#### ENTRIES SUPPLIED ####

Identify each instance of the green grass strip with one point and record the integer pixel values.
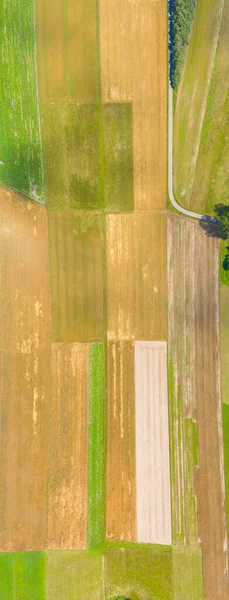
(22, 576)
(225, 415)
(96, 468)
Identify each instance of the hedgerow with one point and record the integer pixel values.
(181, 18)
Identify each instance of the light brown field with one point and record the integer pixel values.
(133, 42)
(67, 497)
(194, 349)
(76, 275)
(24, 366)
(66, 32)
(121, 470)
(136, 276)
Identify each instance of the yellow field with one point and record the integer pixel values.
(67, 499)
(121, 471)
(24, 364)
(136, 276)
(66, 33)
(133, 38)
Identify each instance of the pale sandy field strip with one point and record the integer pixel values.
(121, 468)
(68, 411)
(152, 444)
(136, 276)
(192, 252)
(24, 366)
(133, 45)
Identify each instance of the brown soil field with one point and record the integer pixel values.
(194, 315)
(67, 496)
(133, 42)
(66, 34)
(76, 272)
(121, 470)
(136, 276)
(24, 365)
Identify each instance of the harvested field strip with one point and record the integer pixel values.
(24, 366)
(197, 268)
(96, 466)
(224, 343)
(211, 175)
(68, 441)
(70, 135)
(139, 573)
(20, 143)
(74, 574)
(187, 573)
(121, 470)
(152, 444)
(22, 576)
(133, 43)
(136, 276)
(76, 272)
(66, 33)
(225, 414)
(118, 155)
(191, 101)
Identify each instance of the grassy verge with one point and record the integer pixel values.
(20, 142)
(96, 467)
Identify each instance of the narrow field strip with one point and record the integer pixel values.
(121, 469)
(20, 140)
(68, 441)
(24, 372)
(136, 276)
(133, 47)
(152, 444)
(96, 441)
(76, 275)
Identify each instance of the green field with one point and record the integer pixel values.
(22, 576)
(76, 273)
(187, 573)
(200, 157)
(118, 157)
(74, 575)
(70, 135)
(20, 141)
(96, 464)
(139, 573)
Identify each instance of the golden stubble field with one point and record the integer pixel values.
(133, 46)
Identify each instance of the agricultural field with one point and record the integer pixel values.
(20, 140)
(197, 466)
(136, 276)
(201, 147)
(76, 275)
(24, 366)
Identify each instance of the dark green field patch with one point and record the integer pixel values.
(70, 136)
(74, 575)
(22, 576)
(118, 157)
(96, 491)
(139, 573)
(20, 143)
(76, 273)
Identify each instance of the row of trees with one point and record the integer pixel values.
(181, 18)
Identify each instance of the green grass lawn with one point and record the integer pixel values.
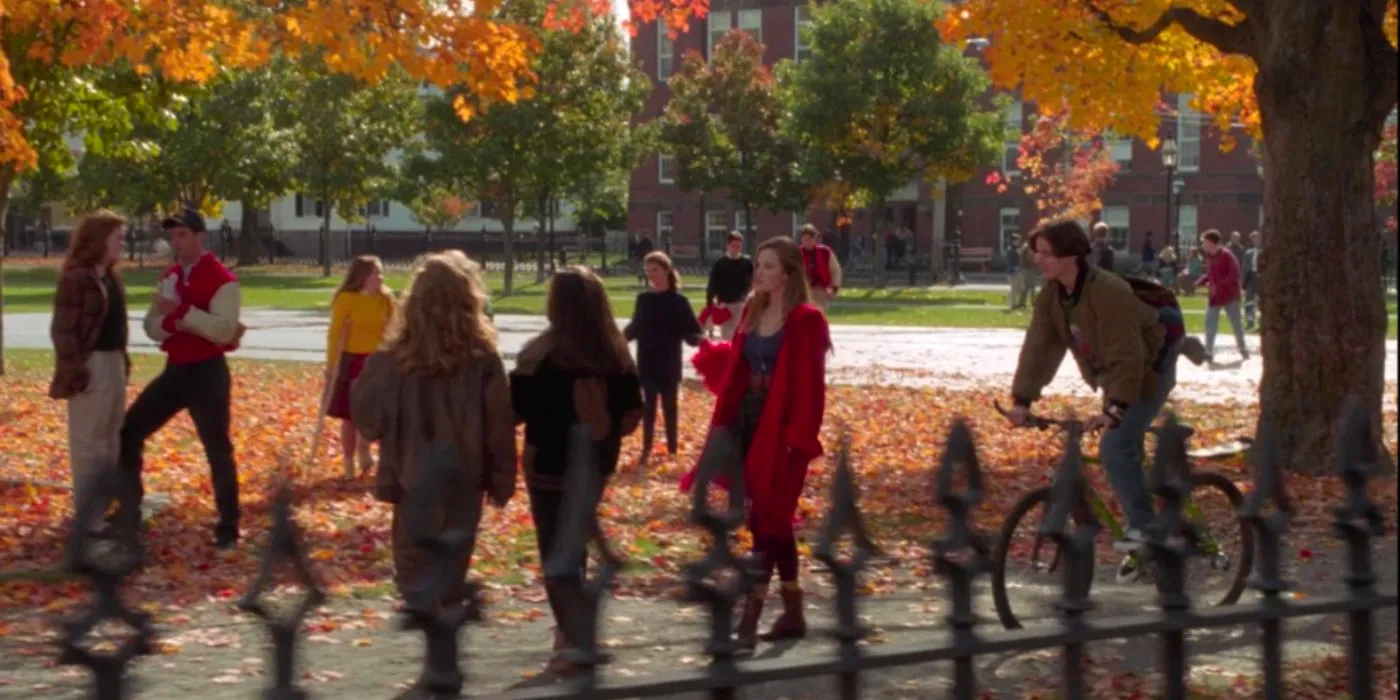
(30, 289)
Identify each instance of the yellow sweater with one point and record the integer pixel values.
(366, 317)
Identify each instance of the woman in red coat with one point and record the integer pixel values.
(772, 394)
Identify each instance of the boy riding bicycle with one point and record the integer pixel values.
(1120, 345)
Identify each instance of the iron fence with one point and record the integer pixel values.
(724, 577)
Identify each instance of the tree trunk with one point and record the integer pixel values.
(6, 181)
(878, 242)
(1323, 315)
(248, 234)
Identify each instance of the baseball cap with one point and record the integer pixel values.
(188, 219)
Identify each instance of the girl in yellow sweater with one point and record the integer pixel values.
(360, 314)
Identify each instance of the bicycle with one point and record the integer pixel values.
(1229, 570)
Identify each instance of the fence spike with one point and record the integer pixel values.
(962, 553)
(107, 570)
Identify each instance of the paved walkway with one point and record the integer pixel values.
(955, 357)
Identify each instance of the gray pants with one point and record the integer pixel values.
(1123, 452)
(1213, 324)
(95, 423)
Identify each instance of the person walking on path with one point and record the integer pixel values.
(360, 314)
(661, 321)
(1120, 345)
(730, 280)
(823, 270)
(576, 373)
(91, 364)
(1250, 265)
(1222, 276)
(195, 319)
(437, 389)
(770, 395)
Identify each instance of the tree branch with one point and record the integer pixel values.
(1224, 37)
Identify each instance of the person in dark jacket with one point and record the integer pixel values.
(661, 321)
(576, 373)
(730, 282)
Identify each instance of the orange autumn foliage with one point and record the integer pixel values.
(445, 42)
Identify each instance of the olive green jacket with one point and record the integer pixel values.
(1115, 339)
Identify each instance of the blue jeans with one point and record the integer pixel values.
(1122, 448)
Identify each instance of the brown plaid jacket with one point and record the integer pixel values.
(79, 308)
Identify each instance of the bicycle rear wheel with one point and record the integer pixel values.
(1026, 563)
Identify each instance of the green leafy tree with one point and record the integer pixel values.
(723, 126)
(345, 132)
(882, 101)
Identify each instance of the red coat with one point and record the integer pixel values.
(787, 438)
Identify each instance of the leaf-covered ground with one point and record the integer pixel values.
(896, 438)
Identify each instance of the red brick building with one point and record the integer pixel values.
(1213, 189)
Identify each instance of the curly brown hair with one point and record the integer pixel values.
(441, 321)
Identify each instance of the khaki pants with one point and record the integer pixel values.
(95, 423)
(728, 328)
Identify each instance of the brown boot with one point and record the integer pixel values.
(791, 625)
(748, 630)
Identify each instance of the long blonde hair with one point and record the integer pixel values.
(441, 322)
(795, 291)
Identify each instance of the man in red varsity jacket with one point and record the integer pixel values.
(195, 319)
(823, 270)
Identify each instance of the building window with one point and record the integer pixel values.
(716, 227)
(1011, 150)
(1010, 226)
(804, 20)
(720, 24)
(1187, 135)
(665, 52)
(1186, 226)
(667, 170)
(1117, 220)
(665, 226)
(751, 23)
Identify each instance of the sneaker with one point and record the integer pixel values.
(1133, 541)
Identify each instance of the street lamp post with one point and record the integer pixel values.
(1169, 163)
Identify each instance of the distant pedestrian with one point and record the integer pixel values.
(660, 324)
(91, 366)
(1222, 276)
(730, 280)
(360, 315)
(576, 373)
(195, 319)
(437, 389)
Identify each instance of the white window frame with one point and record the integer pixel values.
(801, 20)
(751, 21)
(1011, 149)
(665, 52)
(1120, 226)
(717, 25)
(716, 227)
(1005, 233)
(1187, 135)
(661, 168)
(1187, 224)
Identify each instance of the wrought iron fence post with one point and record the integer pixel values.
(1172, 539)
(1357, 521)
(1270, 527)
(1075, 553)
(107, 570)
(703, 578)
(962, 553)
(283, 546)
(844, 518)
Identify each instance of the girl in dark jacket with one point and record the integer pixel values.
(576, 373)
(661, 321)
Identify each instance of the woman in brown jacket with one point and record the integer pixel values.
(88, 333)
(438, 382)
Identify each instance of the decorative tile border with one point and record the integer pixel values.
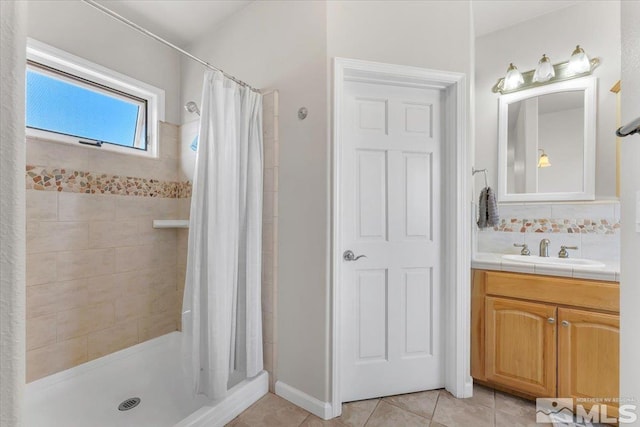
(545, 225)
(54, 179)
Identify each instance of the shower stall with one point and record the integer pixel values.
(134, 318)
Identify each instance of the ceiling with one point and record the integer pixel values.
(184, 21)
(494, 15)
(181, 22)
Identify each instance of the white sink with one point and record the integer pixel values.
(567, 262)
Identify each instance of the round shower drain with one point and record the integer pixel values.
(129, 404)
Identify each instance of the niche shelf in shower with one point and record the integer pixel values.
(170, 223)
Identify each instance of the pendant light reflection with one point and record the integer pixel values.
(543, 161)
(544, 72)
(513, 79)
(579, 61)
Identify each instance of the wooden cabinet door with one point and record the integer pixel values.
(588, 355)
(521, 345)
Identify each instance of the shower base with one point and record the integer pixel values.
(90, 394)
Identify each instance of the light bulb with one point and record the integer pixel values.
(513, 79)
(543, 161)
(544, 72)
(579, 61)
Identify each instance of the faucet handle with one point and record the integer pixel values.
(563, 251)
(525, 249)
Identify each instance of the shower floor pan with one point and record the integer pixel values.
(90, 394)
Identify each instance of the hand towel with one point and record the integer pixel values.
(488, 209)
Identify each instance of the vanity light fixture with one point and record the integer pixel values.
(543, 161)
(544, 71)
(513, 79)
(579, 62)
(579, 65)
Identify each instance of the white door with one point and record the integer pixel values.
(390, 183)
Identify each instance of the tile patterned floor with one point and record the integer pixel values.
(436, 408)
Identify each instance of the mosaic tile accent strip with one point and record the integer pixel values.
(54, 179)
(545, 225)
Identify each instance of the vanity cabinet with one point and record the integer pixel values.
(521, 345)
(588, 354)
(543, 336)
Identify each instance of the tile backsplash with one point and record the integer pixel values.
(594, 227)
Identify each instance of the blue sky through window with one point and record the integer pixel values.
(62, 107)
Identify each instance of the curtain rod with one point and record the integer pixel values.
(154, 36)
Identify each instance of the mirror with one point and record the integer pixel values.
(546, 143)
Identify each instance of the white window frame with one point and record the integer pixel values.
(57, 59)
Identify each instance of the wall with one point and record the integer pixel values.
(282, 45)
(595, 25)
(84, 31)
(630, 179)
(99, 277)
(12, 199)
(428, 34)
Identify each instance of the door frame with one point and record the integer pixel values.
(456, 234)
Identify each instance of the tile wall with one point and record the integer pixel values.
(592, 226)
(99, 277)
(270, 234)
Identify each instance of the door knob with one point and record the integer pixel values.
(348, 255)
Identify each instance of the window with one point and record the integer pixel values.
(69, 99)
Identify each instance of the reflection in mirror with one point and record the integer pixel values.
(551, 125)
(546, 142)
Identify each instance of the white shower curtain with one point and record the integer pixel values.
(221, 317)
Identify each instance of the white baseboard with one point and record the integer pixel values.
(316, 407)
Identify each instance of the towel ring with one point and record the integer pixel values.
(475, 171)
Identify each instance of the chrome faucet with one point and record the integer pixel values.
(544, 247)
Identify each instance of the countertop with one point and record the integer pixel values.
(492, 261)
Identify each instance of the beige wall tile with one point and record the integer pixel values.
(53, 297)
(85, 263)
(102, 289)
(147, 256)
(42, 205)
(41, 268)
(56, 357)
(131, 282)
(57, 154)
(57, 236)
(85, 207)
(181, 274)
(133, 306)
(169, 140)
(110, 234)
(119, 336)
(155, 326)
(184, 207)
(268, 180)
(166, 302)
(81, 321)
(267, 354)
(147, 235)
(41, 331)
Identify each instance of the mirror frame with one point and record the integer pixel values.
(586, 84)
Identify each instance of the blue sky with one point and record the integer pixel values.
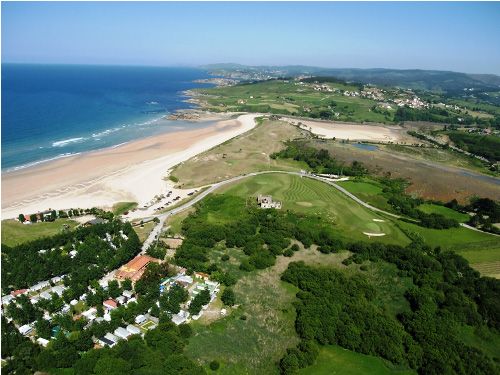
(449, 36)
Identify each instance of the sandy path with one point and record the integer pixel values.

####

*DIRECTIONS*
Starting at the line with "Identify each instance of the chrome", write out every line exactly through the final line of the records above, both included, and skip the pictures.

*SOLUTION TO THE PROBLEM*
Identify each instance of the chrome faucet with one point and record the integer pixel values.
(544, 247)
Identify each instance of the countertop with one point and record the integer pixel values.
(492, 261)
Identify each instance of the beige wall tile with one point and record the integer pixel values.
(53, 297)
(85, 263)
(102, 289)
(147, 256)
(42, 205)
(41, 268)
(56, 357)
(131, 282)
(57, 154)
(57, 236)
(85, 207)
(181, 274)
(133, 306)
(169, 140)
(110, 234)
(119, 336)
(155, 326)
(184, 207)
(268, 180)
(166, 302)
(81, 321)
(267, 354)
(147, 235)
(41, 331)
Identify each instance of the mirror frame with one point and record the integer pixel values.
(586, 84)
Identify each instance of the blue sky with one point and record the integer pixel values.
(449, 36)
Identify each instance of the sandy path with one point and record the integer pixel values.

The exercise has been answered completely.